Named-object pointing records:
[start]
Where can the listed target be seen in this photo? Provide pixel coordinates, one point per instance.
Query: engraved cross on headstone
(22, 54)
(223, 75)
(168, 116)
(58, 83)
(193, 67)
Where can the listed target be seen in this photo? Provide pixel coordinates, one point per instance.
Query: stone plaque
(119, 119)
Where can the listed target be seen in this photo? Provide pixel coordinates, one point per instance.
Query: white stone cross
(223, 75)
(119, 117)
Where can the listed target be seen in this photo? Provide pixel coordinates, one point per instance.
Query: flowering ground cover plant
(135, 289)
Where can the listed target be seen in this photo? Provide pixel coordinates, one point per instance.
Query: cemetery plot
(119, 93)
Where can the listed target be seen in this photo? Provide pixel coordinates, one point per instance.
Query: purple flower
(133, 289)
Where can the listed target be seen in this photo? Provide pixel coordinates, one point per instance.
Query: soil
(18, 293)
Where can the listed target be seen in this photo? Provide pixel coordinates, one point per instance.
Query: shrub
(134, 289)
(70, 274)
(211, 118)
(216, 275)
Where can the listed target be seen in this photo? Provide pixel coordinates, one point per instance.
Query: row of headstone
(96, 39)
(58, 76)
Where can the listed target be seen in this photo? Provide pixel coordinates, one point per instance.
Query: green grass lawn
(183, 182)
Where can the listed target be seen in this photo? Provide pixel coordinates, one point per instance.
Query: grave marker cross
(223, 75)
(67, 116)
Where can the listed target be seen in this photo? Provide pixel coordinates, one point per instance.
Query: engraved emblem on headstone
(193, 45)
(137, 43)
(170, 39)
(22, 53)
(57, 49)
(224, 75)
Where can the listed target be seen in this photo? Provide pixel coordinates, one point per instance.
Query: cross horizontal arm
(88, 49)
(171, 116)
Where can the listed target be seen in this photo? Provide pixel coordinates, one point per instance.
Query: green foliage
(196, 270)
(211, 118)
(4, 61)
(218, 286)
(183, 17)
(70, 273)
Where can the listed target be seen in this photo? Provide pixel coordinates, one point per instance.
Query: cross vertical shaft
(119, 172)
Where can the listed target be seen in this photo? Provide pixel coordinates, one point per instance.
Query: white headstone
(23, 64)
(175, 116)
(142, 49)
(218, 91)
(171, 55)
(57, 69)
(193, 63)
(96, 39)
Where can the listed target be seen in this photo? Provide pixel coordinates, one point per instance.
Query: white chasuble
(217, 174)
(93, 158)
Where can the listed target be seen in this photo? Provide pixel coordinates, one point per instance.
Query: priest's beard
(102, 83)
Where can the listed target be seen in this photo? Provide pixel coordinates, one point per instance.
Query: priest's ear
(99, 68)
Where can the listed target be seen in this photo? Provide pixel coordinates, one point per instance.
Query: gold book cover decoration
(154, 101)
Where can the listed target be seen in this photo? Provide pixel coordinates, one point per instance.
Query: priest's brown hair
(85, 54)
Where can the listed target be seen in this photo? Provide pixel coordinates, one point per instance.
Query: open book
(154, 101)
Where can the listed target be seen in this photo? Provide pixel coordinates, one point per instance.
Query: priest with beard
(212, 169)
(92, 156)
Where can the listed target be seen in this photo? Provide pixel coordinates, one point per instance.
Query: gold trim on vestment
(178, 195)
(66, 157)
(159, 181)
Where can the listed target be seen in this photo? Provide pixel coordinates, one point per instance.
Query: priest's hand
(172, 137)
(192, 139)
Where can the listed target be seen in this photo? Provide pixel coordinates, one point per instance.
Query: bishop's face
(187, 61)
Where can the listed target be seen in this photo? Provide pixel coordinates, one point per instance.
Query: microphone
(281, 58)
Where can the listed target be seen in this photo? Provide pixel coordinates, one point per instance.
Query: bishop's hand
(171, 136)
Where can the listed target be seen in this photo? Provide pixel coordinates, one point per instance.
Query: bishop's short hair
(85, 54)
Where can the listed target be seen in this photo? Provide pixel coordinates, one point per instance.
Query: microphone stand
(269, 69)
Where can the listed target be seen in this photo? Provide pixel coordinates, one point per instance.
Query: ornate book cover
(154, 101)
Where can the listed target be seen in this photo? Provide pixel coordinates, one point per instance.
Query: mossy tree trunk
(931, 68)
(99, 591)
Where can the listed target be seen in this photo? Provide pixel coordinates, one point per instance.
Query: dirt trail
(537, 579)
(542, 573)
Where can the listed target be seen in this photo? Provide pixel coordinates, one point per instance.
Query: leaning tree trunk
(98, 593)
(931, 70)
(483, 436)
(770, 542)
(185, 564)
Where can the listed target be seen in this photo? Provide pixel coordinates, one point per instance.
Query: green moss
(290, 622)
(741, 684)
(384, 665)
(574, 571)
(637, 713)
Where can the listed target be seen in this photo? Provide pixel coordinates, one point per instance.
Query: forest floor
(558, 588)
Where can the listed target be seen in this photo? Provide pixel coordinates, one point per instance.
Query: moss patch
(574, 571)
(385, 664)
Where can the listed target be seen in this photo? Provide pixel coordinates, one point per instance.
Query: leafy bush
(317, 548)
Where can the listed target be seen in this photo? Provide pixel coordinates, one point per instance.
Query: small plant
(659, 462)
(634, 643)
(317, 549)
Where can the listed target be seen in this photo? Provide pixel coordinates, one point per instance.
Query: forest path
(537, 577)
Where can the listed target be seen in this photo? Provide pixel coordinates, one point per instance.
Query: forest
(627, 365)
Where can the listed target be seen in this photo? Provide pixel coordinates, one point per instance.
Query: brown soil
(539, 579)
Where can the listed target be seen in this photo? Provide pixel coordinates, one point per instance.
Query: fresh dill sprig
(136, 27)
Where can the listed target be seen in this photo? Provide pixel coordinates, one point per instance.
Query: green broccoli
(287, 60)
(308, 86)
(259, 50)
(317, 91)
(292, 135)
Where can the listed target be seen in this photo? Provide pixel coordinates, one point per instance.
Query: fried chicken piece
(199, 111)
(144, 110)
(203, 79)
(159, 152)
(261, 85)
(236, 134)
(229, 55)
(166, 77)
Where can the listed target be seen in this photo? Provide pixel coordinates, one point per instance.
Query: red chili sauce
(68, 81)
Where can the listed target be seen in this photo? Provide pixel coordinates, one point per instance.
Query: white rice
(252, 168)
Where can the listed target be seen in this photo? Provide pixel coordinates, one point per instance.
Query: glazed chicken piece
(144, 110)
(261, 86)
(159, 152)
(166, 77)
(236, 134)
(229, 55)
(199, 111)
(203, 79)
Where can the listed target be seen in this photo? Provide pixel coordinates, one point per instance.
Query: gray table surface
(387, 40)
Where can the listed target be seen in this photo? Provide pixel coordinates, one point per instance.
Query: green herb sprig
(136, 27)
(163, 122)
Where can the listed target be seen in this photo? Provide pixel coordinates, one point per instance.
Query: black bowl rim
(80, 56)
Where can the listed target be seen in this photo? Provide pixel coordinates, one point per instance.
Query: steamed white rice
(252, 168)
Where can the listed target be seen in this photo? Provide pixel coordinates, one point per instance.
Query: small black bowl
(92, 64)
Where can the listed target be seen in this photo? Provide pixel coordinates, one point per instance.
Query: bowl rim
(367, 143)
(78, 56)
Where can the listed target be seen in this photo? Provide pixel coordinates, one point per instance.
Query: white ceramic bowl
[end]
EXERCISE:
Reproduce the material exactly, with every line intact.

FINAL RESULT:
Where can the listed target be seen in this photo? Provide pixel coordinates, one point per instance.
Query: engraved cross on headstone
(22, 54)
(223, 75)
(168, 116)
(58, 83)
(193, 67)
Where can the listed target be seen in this photo? Provide pixel coordinates, one point per instance.
Query: stone plaque
(119, 119)
Where can the listed target be seen in this photo? Provide pixel coordinates, one point per instance.
Query: white stone cross
(223, 75)
(119, 117)
Where can the listed target be seen in this photo? Provide pixel coordinates, one point per instance.
Query: flowering ground cover plant
(135, 289)
Where can the listed target be seen in this photo? Provide pixel coordinates, one point per instance.
Query: cemetery plot
(119, 93)
Where can the listed target be seen in this photo? Provide pixel coordinates, one point per instance.
Query: purple flower
(133, 289)
Where can the listed target be seen in this photo? Provide pixel coordinates, one point per instance.
Query: soil
(18, 293)
Where can the listed target be seen in this photo? Provide pixel coordinates, one point per instance.
Query: shrub
(134, 289)
(70, 274)
(211, 118)
(216, 275)
Where can the listed target be seen in this photo? Provide pixel coordinates, one point per instance.
Query: row of headstone
(96, 39)
(58, 76)
Where can the listed target be seen in this photo? Provide pixel coordinates, one point per instance.
Query: green grass lawn
(183, 182)
Where can the listed target be seen in this photo? Provide pixel coordinates, one point per instance.
Query: grave marker cross
(223, 75)
(67, 116)
Where can the listed target be seen in this photo? Provide pixel coordinates, one point per instance.
Query: engraved emblem on headstone
(193, 45)
(137, 43)
(170, 39)
(22, 53)
(57, 49)
(224, 75)
Where can the listed target be seen in this photo? Provide pixel coordinates, one point per instance.
Query: cross horizontal arm
(88, 49)
(171, 116)
Where can the listed target be seen in this photo? Provide pixel coordinates, one point per instance.
Query: green foliage
(196, 270)
(211, 118)
(4, 61)
(218, 286)
(183, 17)
(70, 273)
Where can the listed target be seen in this photo? Provide pixel coordinates, one point per instance.
Query: cross vertical shaft
(119, 172)
Where can the listed target be seen in this photo? Provide pixel coordinates, one point per instance.
Query: white headstone
(23, 64)
(175, 116)
(142, 49)
(218, 91)
(171, 55)
(57, 69)
(193, 63)
(96, 39)
Where can the listed target be seen in this photo? Provide pixel coordinates, one point per instance.
Query: white chasuble
(217, 174)
(93, 158)
Where can the listed target be seen in this photo? Provide pixel coordinates, one point per instance.
Query: priest's beard
(102, 83)
Where can the listed target be seen in this photo? Provide pixel coordinates, one point per instance.
Query: priest's ear
(99, 68)
Where can the listed target be seen in this photo? Provide pixel coordinates, one point per instance.
Query: gold book cover decoration
(154, 101)
Where can the listed target be seen in this photo? Provide pixel coordinates, one point per instance.
Query: priest's brown hair
(85, 54)
Where can the listed target be seen in this photo? Provide pixel coordinates, one point per instance.
Query: open book
(154, 101)
Where can the listed target be seen in this photo? Provide pixel coordinates, one point per instance.
Query: priest with beard
(212, 169)
(92, 156)
Where can the listed target be seen in this photo? Provide pixel coordinates, one point per instance.
Query: gold trim on vestment
(178, 195)
(66, 157)
(159, 181)
Where can the listed target be seen in this photo? Provide pixel coordinates, one point per instance.
Query: priest's hand
(172, 137)
(192, 139)
Where can the listed target be seen in this photo? Provide pixel coordinates, one point per instance.
Query: bishop's face
(187, 61)
Where can the listed target be seen in this photo? Provide pixel coordinates, one point per instance.
Query: microphone
(281, 58)
Where can the listed target be seen in this photo? Provide pixel coordinates, one point per instance.
Query: bishop's hand
(171, 136)
Where can the listed target be seen in this photo? Provide pixel coordinates, one point per instance.
Query: bishop's short hair
(85, 54)
Where can the listed target be seen in this photo? Provide pixel coordinates, one point per instance.
Query: microphone stand
(269, 69)
Where can the listed target be seen in this photo? Provide pixel coordinates, one point per instance.
Query: ornate book cover
(154, 101)
Where can the listed target be seen in this photo? Provide pixel coordinates, one point per instance.
Query: mossy tree trunk
(931, 68)
(99, 591)
Where can the listed target be seen in this photo? Provide pixel coordinates, one point per instance.
Query: dirt trail
(537, 579)
(542, 573)
Where can the listed target be seen in this photo? Provide pixel coordinates, one point per instance.
Query: leaning tree trunk
(98, 593)
(931, 70)
(483, 436)
(770, 542)
(185, 564)
Where can the listed target be seen in this photo? Provide pixel coordinates, one point per instance.
Query: green moss
(290, 622)
(741, 684)
(384, 665)
(574, 571)
(637, 713)
Where can the listed target be seen in this photo? Provide pixel coordinates, one point per instance.
Query: forest floor
(558, 588)
Where can the listed target be seen in this photo? Provide pixel coordinates, one point per instance.
Query: moss patch
(574, 571)
(385, 664)
Where can the listed target be seen in this photo? Provide pixel coordinates, one point per instance.
Query: leafy bush
(317, 548)
Where can the listed target be seen in this photo? Provide pixel coordinates, one point per instance.
Query: small plant
(659, 462)
(634, 643)
(317, 549)
Where can the listed target be seen in this photo? Provide pixel coordinates, one point per instance.
Query: forest path
(537, 577)
Where can the listed target be seen in this photo? Provide pixel coordinates, one point per instance.
Query: forest
(627, 365)
Where can the listed target be seen in this photo? Provide pixel coordinates, one point per instance.
Query: brown soil
(539, 579)
Where can the listed target be seen in this photo? Provide pixel coordinates, one point per instance.
Query: fresh dill sprig
(136, 27)
Where can the listed target be seen in this photo? Provide pixel coordinates, one point per instance.
Query: green broccoli
(287, 60)
(308, 86)
(259, 50)
(317, 91)
(292, 135)
Where can the listed target be seen in this photo? Provide pixel coordinates, one point per instance.
Query: fried chicken piece
(199, 111)
(144, 110)
(203, 79)
(159, 152)
(261, 85)
(236, 134)
(229, 55)
(166, 77)
Where can the listed target be seen in this photo? Provide pixel coordinates, one point per instance.
Query: red chili sauce
(68, 81)
Where can the listed target be seen in this photo? Provide pixel coordinates, one point per instance.
Query: white rice
(252, 168)
Where can the listed target be seen in this photo? Provide pixel coordinates, one point per instance.
Query: glazed chicken piece
(144, 110)
(261, 86)
(159, 152)
(166, 77)
(236, 134)
(229, 55)
(199, 111)
(203, 79)
Where can the listed target be seen in this photo? Provide pixel coordinates, one point per instance.
Query: gray table surface
(387, 40)
Where can the listed target be seen in this photo? Provide pixel coordinates, one point per instance.
Query: green herb sprig
(136, 27)
(163, 122)
Where can the listed target be seen in this photo? Provide pixel coordinates, one point per instance.
Query: black bowl rim
(80, 56)
Where can the listed target be seen in this photo? Provide pixel coordinates, one point per instance.
Query: steamed white rice
(252, 168)
Where can the listed target be seen in this photo? Provide pixel coordinates, one point per instance.
Query: small black bowl
(92, 64)
Where can the listed target be seen in this photo? Provide pixel coordinates, one point per instance.
Query: bowl rim
(367, 143)
(78, 56)
Where can the listed target be seen in this photo? Provide pixel coordinates, one point per instance.
Query: white ceramic bowl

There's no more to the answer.